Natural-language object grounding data
====

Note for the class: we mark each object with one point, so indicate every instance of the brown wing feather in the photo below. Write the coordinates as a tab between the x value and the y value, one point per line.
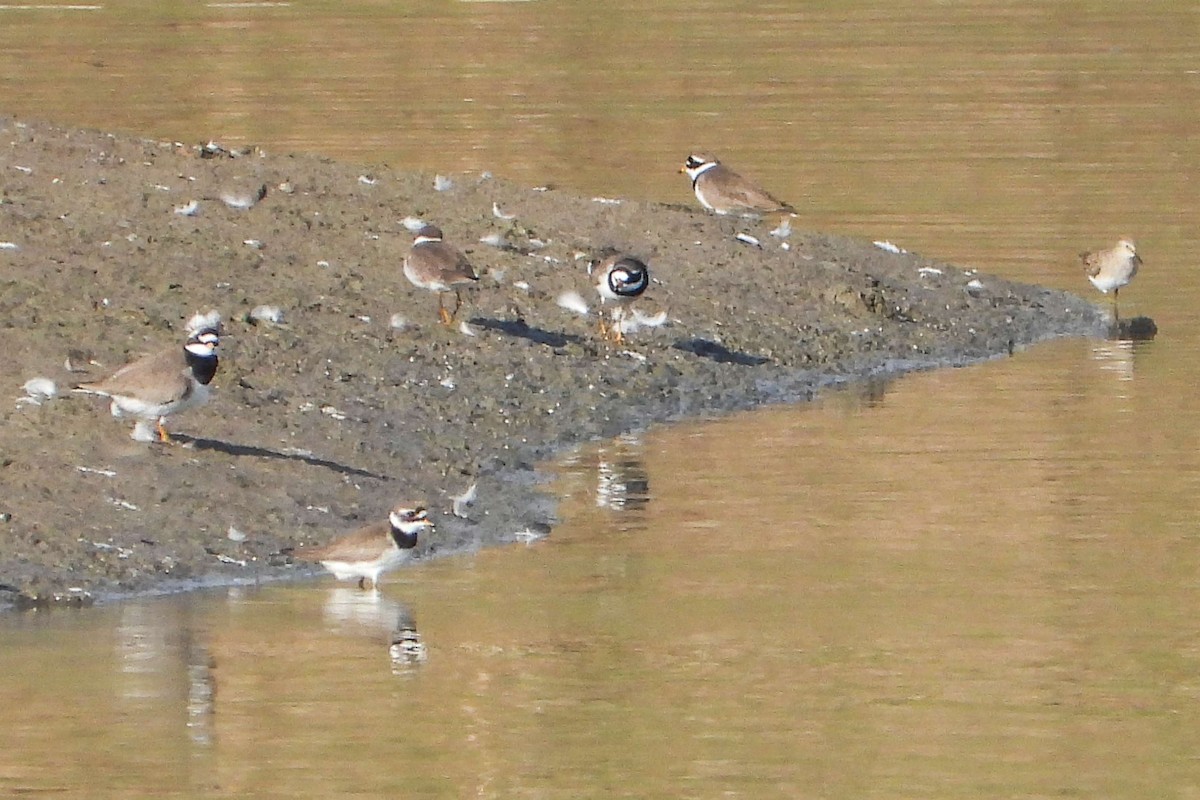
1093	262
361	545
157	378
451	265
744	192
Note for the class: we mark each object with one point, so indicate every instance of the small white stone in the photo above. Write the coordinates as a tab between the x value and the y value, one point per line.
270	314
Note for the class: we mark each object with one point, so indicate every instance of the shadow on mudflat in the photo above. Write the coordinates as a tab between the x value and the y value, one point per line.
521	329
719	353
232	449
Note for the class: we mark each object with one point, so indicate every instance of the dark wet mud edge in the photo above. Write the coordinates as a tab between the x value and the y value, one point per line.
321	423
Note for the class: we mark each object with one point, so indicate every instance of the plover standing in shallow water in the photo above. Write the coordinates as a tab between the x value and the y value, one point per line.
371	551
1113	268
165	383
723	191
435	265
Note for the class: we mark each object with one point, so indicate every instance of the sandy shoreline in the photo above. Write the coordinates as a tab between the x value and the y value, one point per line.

====

**Exercise**
Starting from the line containing "of the plover", repeat each line through the end of the entries, exactly.

**Task response**
Note for the class: we mark each object with one point, so indicate every instance of the plover standing in shallow water in the photo above. Write the coordinates as a tab between the x value and the y value, one point per line.
371	551
1113	268
165	383
723	191
435	265
Note for the class: we mark each object with one point, so indicate every instance of the sandy shoreline in the photo above. Write the coordinates as a tab between the x value and the y value, one point per line.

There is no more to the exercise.